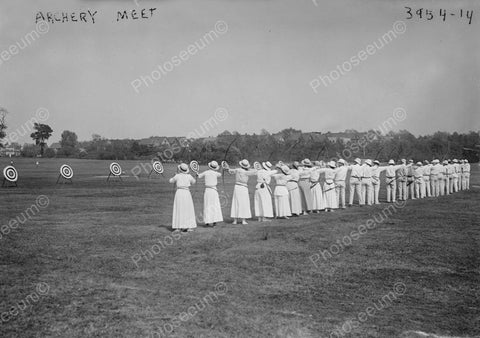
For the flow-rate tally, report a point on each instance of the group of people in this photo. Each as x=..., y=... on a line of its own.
x=310, y=187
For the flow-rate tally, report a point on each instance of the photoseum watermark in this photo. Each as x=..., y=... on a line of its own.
x=209, y=299
x=41, y=28
x=41, y=202
x=353, y=147
x=41, y=115
x=18, y=308
x=381, y=304
x=220, y=28
x=220, y=115
x=399, y=28
x=347, y=240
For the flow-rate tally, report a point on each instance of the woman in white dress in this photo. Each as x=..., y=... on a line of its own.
x=183, y=212
x=305, y=186
x=316, y=188
x=212, y=210
x=294, y=191
x=241, y=199
x=331, y=200
x=263, y=193
x=282, y=203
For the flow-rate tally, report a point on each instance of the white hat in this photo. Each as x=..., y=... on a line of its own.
x=285, y=169
x=213, y=165
x=183, y=167
x=244, y=164
x=306, y=162
x=266, y=165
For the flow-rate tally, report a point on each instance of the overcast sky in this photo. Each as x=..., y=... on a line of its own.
x=259, y=69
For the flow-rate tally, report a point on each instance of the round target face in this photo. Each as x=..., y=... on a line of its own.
x=10, y=173
x=66, y=171
x=194, y=166
x=115, y=169
x=225, y=165
x=158, y=167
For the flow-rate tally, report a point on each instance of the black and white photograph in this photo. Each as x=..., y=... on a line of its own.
x=240, y=168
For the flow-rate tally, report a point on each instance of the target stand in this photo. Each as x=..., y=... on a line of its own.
x=66, y=174
x=157, y=167
x=115, y=171
x=10, y=177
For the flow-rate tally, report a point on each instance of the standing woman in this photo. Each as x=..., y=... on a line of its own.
x=304, y=185
x=316, y=188
x=212, y=211
x=263, y=193
x=241, y=199
x=293, y=190
x=282, y=204
x=183, y=212
x=331, y=200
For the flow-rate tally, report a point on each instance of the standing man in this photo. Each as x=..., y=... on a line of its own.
x=390, y=181
x=304, y=185
x=356, y=182
x=427, y=168
x=419, y=183
x=402, y=180
x=434, y=177
x=367, y=186
x=340, y=177
x=410, y=180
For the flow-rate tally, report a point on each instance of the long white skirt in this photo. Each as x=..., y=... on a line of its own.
x=330, y=196
x=295, y=199
x=282, y=204
x=212, y=210
x=183, y=211
x=240, y=203
x=263, y=202
x=318, y=198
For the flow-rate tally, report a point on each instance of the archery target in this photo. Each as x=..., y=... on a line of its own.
x=115, y=169
x=194, y=166
x=66, y=171
x=10, y=173
x=158, y=167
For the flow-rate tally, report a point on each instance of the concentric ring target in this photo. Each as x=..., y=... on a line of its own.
x=10, y=173
x=66, y=171
x=115, y=169
x=194, y=166
x=158, y=167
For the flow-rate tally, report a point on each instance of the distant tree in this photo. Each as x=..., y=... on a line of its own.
x=41, y=135
x=3, y=125
x=68, y=143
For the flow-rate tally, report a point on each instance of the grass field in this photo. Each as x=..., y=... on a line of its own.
x=97, y=259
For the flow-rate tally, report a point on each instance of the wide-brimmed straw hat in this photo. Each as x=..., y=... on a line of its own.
x=244, y=164
x=213, y=165
x=183, y=168
x=306, y=162
x=267, y=165
x=285, y=169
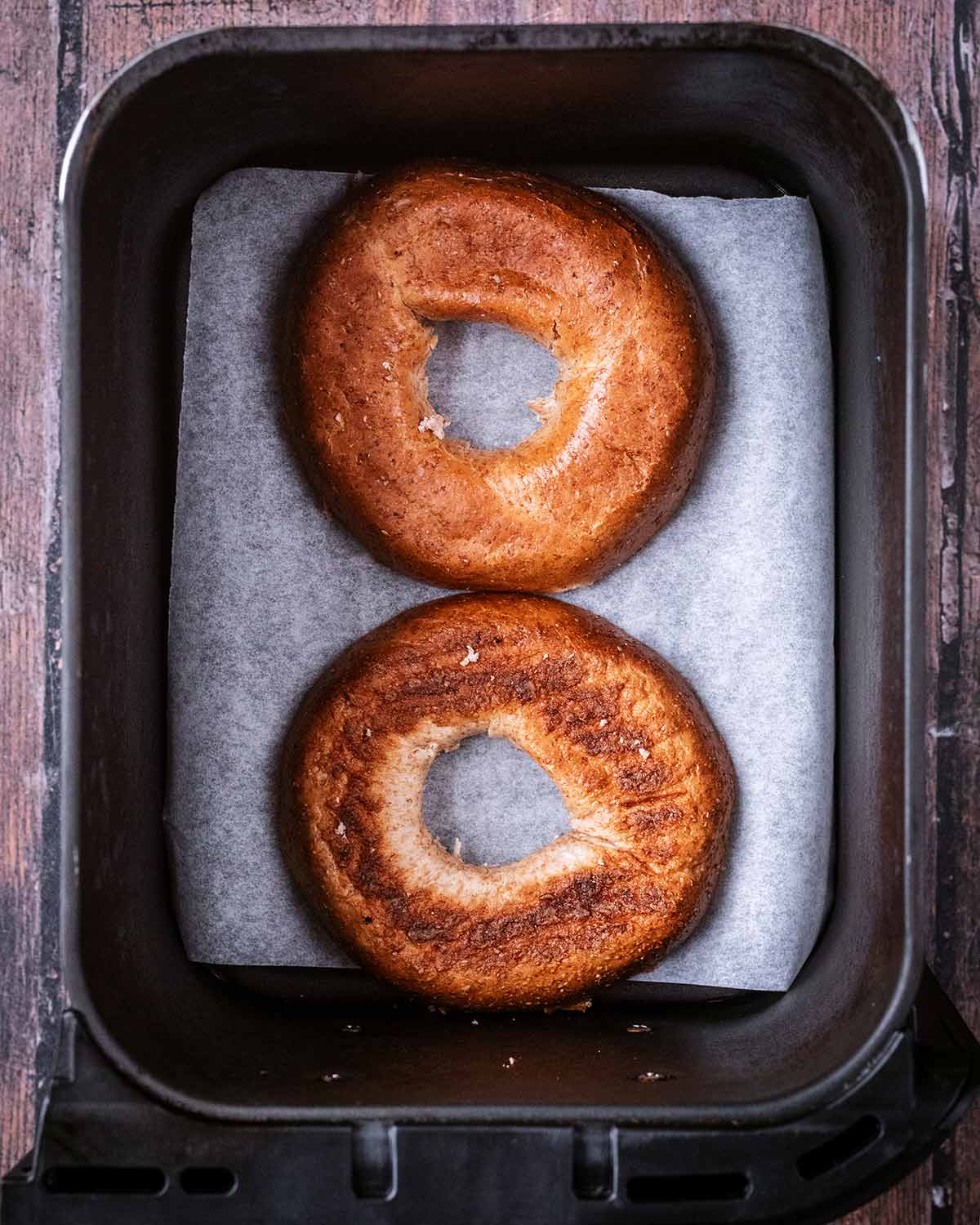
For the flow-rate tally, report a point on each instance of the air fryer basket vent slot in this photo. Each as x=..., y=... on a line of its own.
x=105, y=1180
x=840, y=1148
x=678, y=1188
x=207, y=1180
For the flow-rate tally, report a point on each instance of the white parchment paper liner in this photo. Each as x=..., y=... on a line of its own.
x=737, y=590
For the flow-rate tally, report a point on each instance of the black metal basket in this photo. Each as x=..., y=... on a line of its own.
x=206, y=1094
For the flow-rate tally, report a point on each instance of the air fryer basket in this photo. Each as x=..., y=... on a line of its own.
x=265, y=1093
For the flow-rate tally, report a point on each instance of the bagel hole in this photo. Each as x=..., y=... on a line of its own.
x=482, y=376
x=495, y=799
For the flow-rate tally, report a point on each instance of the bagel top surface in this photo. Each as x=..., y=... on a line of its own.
x=644, y=777
x=620, y=434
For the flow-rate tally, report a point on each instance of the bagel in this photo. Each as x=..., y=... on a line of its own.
x=620, y=434
x=644, y=777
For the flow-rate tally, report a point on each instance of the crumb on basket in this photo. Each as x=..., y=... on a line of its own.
x=436, y=423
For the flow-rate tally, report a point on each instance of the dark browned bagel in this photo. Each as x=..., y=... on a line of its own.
x=620, y=435
x=644, y=777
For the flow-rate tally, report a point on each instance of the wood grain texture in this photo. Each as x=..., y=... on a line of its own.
x=29, y=394
x=53, y=58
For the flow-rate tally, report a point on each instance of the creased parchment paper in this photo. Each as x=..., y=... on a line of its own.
x=737, y=590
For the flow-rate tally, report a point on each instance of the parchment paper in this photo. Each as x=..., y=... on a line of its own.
x=737, y=590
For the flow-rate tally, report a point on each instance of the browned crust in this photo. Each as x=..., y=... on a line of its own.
x=648, y=827
x=620, y=440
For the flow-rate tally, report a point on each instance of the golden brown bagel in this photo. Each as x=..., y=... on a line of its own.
x=620, y=435
x=644, y=777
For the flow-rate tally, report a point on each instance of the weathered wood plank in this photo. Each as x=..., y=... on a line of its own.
x=29, y=374
x=923, y=49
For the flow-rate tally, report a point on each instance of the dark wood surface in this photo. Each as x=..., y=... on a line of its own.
x=56, y=56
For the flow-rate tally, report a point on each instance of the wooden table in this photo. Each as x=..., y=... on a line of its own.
x=56, y=54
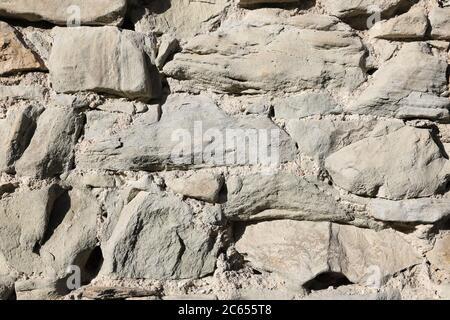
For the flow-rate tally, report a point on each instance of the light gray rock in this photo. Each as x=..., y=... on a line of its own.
x=15, y=55
x=201, y=186
x=192, y=131
x=168, y=46
x=302, y=250
x=407, y=90
x=24, y=220
x=412, y=25
x=15, y=134
x=122, y=65
x=118, y=106
x=439, y=256
x=366, y=167
x=319, y=138
x=281, y=195
x=424, y=210
x=155, y=239
x=6, y=287
x=75, y=237
x=40, y=289
x=440, y=23
x=183, y=18
x=250, y=3
x=20, y=92
x=364, y=8
x=304, y=105
x=61, y=12
x=51, y=149
x=257, y=55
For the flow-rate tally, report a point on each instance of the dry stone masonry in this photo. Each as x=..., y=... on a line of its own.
x=224, y=149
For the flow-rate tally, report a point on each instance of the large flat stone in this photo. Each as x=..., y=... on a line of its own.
x=258, y=55
x=366, y=167
x=155, y=239
x=15, y=55
x=407, y=90
x=192, y=132
x=106, y=60
x=302, y=250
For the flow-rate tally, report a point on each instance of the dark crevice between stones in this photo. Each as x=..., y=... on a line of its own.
x=325, y=280
x=61, y=207
x=93, y=265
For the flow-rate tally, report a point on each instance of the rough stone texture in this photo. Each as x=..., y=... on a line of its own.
x=300, y=251
x=353, y=8
x=412, y=25
x=412, y=210
x=15, y=134
x=120, y=66
x=249, y=3
x=15, y=56
x=24, y=220
x=51, y=149
x=98, y=12
x=280, y=195
x=183, y=18
x=224, y=149
x=421, y=168
x=257, y=55
x=165, y=246
x=407, y=90
x=440, y=255
x=202, y=186
x=74, y=239
x=440, y=23
x=149, y=145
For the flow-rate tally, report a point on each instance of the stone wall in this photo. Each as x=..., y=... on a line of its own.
x=226, y=149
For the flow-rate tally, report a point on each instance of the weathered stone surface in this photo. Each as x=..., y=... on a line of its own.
x=366, y=168
x=75, y=237
x=302, y=250
x=154, y=239
x=355, y=8
x=319, y=138
x=182, y=18
x=40, y=289
x=412, y=210
x=249, y=3
x=280, y=195
x=97, y=12
x=440, y=255
x=15, y=56
x=168, y=46
x=21, y=92
x=15, y=134
x=6, y=287
x=121, y=65
x=407, y=90
x=183, y=137
x=201, y=186
x=304, y=105
x=257, y=55
x=412, y=25
x=112, y=293
x=51, y=149
x=440, y=23
x=24, y=219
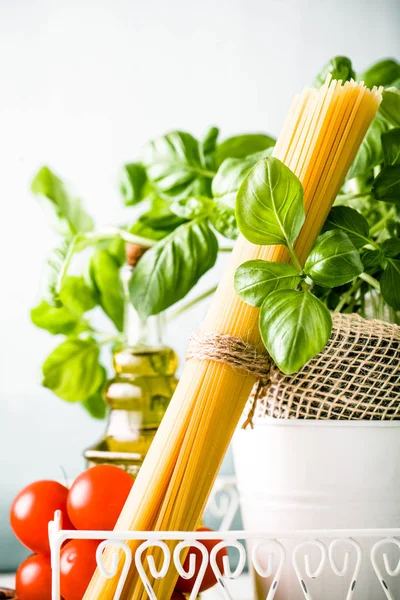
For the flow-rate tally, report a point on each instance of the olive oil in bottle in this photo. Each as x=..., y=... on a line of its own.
x=139, y=393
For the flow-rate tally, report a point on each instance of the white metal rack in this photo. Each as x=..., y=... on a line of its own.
x=312, y=553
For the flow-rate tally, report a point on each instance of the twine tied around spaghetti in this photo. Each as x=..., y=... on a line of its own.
x=238, y=354
x=355, y=377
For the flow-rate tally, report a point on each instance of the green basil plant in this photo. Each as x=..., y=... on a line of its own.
x=195, y=194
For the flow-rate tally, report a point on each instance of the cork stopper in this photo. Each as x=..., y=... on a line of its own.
x=133, y=253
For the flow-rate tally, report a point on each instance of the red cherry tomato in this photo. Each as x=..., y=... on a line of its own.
x=97, y=497
x=32, y=510
x=33, y=579
x=185, y=586
x=77, y=565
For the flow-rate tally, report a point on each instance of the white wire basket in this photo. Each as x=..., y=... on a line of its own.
x=312, y=554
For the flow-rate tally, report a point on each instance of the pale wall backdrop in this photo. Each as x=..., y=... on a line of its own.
x=83, y=84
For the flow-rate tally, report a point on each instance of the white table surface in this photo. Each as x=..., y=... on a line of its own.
x=241, y=589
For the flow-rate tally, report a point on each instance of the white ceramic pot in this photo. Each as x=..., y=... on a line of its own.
x=305, y=474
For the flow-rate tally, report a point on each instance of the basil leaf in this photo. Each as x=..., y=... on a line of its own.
x=390, y=283
x=76, y=295
x=192, y=208
x=117, y=249
x=391, y=147
x=390, y=106
x=386, y=186
x=240, y=146
x=334, y=260
x=54, y=320
x=174, y=166
x=391, y=247
x=133, y=179
x=64, y=213
x=351, y=222
x=269, y=204
x=169, y=270
x=229, y=177
x=295, y=326
x=72, y=371
x=340, y=67
x=104, y=273
x=208, y=147
x=223, y=219
x=255, y=279
x=370, y=152
x=95, y=405
x=371, y=259
x=383, y=72
x=158, y=222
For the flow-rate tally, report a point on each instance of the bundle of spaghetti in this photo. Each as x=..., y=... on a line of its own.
x=318, y=142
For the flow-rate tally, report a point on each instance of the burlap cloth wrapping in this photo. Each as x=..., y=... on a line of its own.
x=357, y=376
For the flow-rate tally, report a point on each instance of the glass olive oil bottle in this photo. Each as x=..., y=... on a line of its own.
x=144, y=383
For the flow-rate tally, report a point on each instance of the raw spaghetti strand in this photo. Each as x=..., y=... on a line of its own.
x=319, y=141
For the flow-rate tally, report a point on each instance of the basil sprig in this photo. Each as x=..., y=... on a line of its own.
x=183, y=193
x=294, y=324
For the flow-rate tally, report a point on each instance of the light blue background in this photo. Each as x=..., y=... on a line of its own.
x=84, y=85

_ _ _ _

### Work to complete
Reproduce only the lines between the line containing "of the bundle" and the last line of the records, those two lines included, exactly.

### Problem solution
For the flow-rate tally, report a point on each instance of the bundle of spaghetti in this photo. Each as x=..., y=... on a line of its own.
x=318, y=142
For the flow-rate tally, report a point on each instance of the burlap cloth wrapping in this photo. Each as x=..., y=... on a line of its own.
x=357, y=376
For the flow-rate tally, report a point on each instance of the glass olive oil bottle in this photo. Each as x=..., y=... on a line of its own.
x=144, y=383
For the flow-rate tally, report a point on each instance of the raw spaghetti strand in this photo. Each as x=..., y=... on a line of its own.
x=319, y=141
For the flow-rate tally, report a point on each instance of the basil sprig in this photo. Each as x=..., y=... on a line of its own.
x=183, y=193
x=294, y=324
For the flow-rate tally, report a point on each instance of the light blue background in this photo. Each as x=..., y=... on a line of its own.
x=84, y=85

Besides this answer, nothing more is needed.